DIRECTION: Copy all of the data below line for line, leaving out the pictures.

━━━━━━

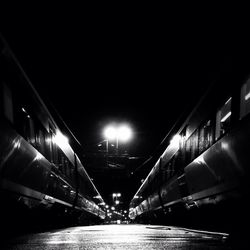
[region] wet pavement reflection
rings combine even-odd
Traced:
[[[2,242],[1,249],[231,249],[227,234],[152,225],[70,227],[23,235]]]

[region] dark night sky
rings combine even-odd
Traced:
[[[209,15],[179,24],[178,16],[35,16],[2,34],[84,149],[117,120],[133,127],[128,152],[150,156],[231,55],[226,21],[211,25]]]

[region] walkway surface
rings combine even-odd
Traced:
[[[1,249],[231,249],[222,233],[152,225],[78,226],[13,237]]]

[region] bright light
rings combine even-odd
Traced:
[[[132,137],[132,131],[128,126],[123,125],[117,131],[121,141],[128,141]]]
[[[117,137],[117,130],[113,126],[106,127],[104,129],[104,136],[108,140],[114,140]]]
[[[118,139],[128,141],[132,137],[132,130],[127,125],[108,126],[104,129],[104,137],[108,140]]]
[[[68,138],[59,131],[57,131],[56,135],[53,138],[53,141],[62,149],[67,147],[69,144]]]
[[[181,141],[181,136],[177,134],[177,135],[175,135],[175,136],[172,138],[172,140],[170,141],[170,144],[171,144],[172,146],[178,147],[180,141]]]

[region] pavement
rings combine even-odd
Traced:
[[[19,235],[2,241],[1,249],[168,249],[231,250],[228,235],[159,225],[96,225]],[[240,248],[239,248],[240,249]]]

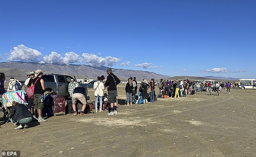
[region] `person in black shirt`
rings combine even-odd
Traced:
[[[109,75],[105,82],[105,88],[107,88],[108,103],[110,103],[111,108],[111,111],[108,113],[108,115],[114,115],[114,114],[118,114],[118,110],[116,109],[116,85],[119,84],[121,81],[112,73],[111,68],[109,68],[107,69],[107,73]]]
[[[38,121],[39,122],[47,121],[42,117],[42,110],[44,107],[44,82],[42,79],[43,72],[41,69],[37,69],[35,72],[37,76],[33,80],[33,84],[34,84],[34,109],[37,110],[38,113]],[[36,115],[33,116],[36,119]]]

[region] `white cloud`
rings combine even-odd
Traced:
[[[125,66],[125,65],[127,65],[127,66],[129,66],[130,65],[130,64],[131,63],[131,61],[127,61],[126,62],[122,62],[122,63],[121,63],[121,64],[120,65],[120,66]]]
[[[134,66],[137,67],[142,67],[144,69],[149,69],[151,65],[152,65],[152,63],[144,63],[135,64]]]
[[[228,70],[225,67],[221,67],[221,68],[215,68],[212,69],[208,69],[206,70],[206,71],[207,72],[209,72],[210,73],[227,73],[228,72]]]
[[[37,59],[42,55],[42,53],[36,50],[28,48],[23,44],[13,47],[7,59],[9,61],[19,60],[21,61],[38,61]]]
[[[43,57],[40,63],[67,64],[79,62],[80,60],[79,55],[73,52],[66,53],[64,57],[56,52],[52,52],[49,55]]]
[[[93,66],[103,66],[107,65],[111,67],[116,63],[120,61],[120,59],[111,57],[106,57],[105,58],[99,57],[96,54],[83,53],[81,61],[88,65]]]

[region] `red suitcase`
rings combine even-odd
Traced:
[[[52,111],[54,115],[65,115],[66,99],[64,96],[53,98]]]

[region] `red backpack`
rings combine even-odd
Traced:
[[[27,88],[26,90],[26,92],[27,93],[27,97],[30,98],[31,99],[34,99],[34,89],[35,88],[35,85],[36,83],[36,82],[37,80],[39,79],[40,78],[38,78],[36,80],[35,83],[31,87],[29,87]]]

━━━━━━

ANSWER FOR THE TASK:
[region] wet pavement reflection
rings combine even-odd
Traced:
[[[2,242],[1,249],[231,249],[227,234],[152,225],[70,227],[23,235]]]

[region] dark night sky
rings combine even-odd
Traced:
[[[209,15],[179,24],[178,16],[35,16],[2,34],[84,149],[117,120],[133,127],[128,152],[150,156],[231,55],[226,21],[211,25]]]

[region] walkway surface
rings combine even-odd
Traced:
[[[1,249],[231,249],[222,233],[152,225],[78,226],[13,237]]]

[region] bright light
rings combine even-odd
Traced:
[[[132,137],[132,131],[128,126],[123,125],[117,131],[121,141],[128,141]]]
[[[117,137],[117,130],[113,126],[106,127],[104,129],[104,136],[108,140],[114,140]]]
[[[118,139],[128,141],[132,137],[132,130],[127,125],[108,126],[104,129],[104,137],[108,140]]]
[[[68,138],[59,131],[57,131],[56,135],[53,138],[53,141],[62,149],[67,147],[69,144]]]
[[[181,141],[181,136],[177,134],[177,135],[175,135],[175,136],[172,138],[172,140],[170,141],[170,144],[171,144],[172,146],[178,147],[180,141]]]

[region] pavement
rings combine even-odd
Traced:
[[[19,235],[2,241],[1,249],[168,249],[231,250],[228,235],[159,225],[96,225]],[[240,248],[239,248],[240,249]]]

[region] `person in black shirt`
rings combine even-odd
Traced:
[[[109,75],[105,82],[105,88],[107,88],[108,103],[110,103],[111,108],[111,111],[108,113],[108,115],[114,115],[114,114],[118,114],[118,110],[116,109],[116,85],[119,84],[121,81],[112,73],[111,68],[109,68],[107,69],[107,73]]]
[[[38,121],[39,122],[47,121],[42,117],[42,110],[44,107],[44,82],[42,79],[43,72],[41,69],[37,69],[35,72],[37,76],[33,80],[33,84],[34,84],[34,109],[37,110],[38,113]],[[36,115],[33,116],[36,119]]]

[region] `white cloud`
rings combine even-odd
Traced:
[[[125,66],[125,65],[127,65],[127,66],[129,66],[130,65],[130,64],[131,63],[131,61],[127,61],[126,62],[122,62],[122,63],[121,63],[121,64],[120,65],[120,66]]]
[[[134,66],[137,67],[142,67],[144,69],[149,69],[151,65],[152,65],[152,63],[144,63],[135,64]]]
[[[228,70],[225,67],[221,67],[221,68],[215,68],[212,69],[208,69],[206,70],[206,71],[207,72],[209,72],[210,73],[227,73],[228,72]]]
[[[37,59],[42,55],[42,53],[36,50],[28,48],[23,44],[13,47],[7,59],[9,61],[19,60],[21,61],[38,61]]]
[[[43,57],[40,63],[67,64],[79,62],[80,60],[79,55],[73,52],[66,53],[64,57],[56,52],[52,52],[49,55]]]
[[[93,66],[103,66],[107,65],[111,67],[116,63],[120,61],[120,59],[111,57],[106,57],[105,58],[99,57],[96,54],[83,53],[81,61],[88,65]]]

[region] `red suitcase`
rings combine even-odd
Traced:
[[[52,111],[54,115],[65,115],[66,99],[64,96],[53,98]]]

[region] `red backpack`
rings combine even-odd
Traced:
[[[27,88],[26,90],[26,92],[27,93],[27,97],[30,98],[31,99],[34,99],[34,89],[35,88],[35,85],[36,83],[36,82],[37,80],[39,79],[40,78],[38,78],[36,80],[35,83],[31,87],[29,87]]]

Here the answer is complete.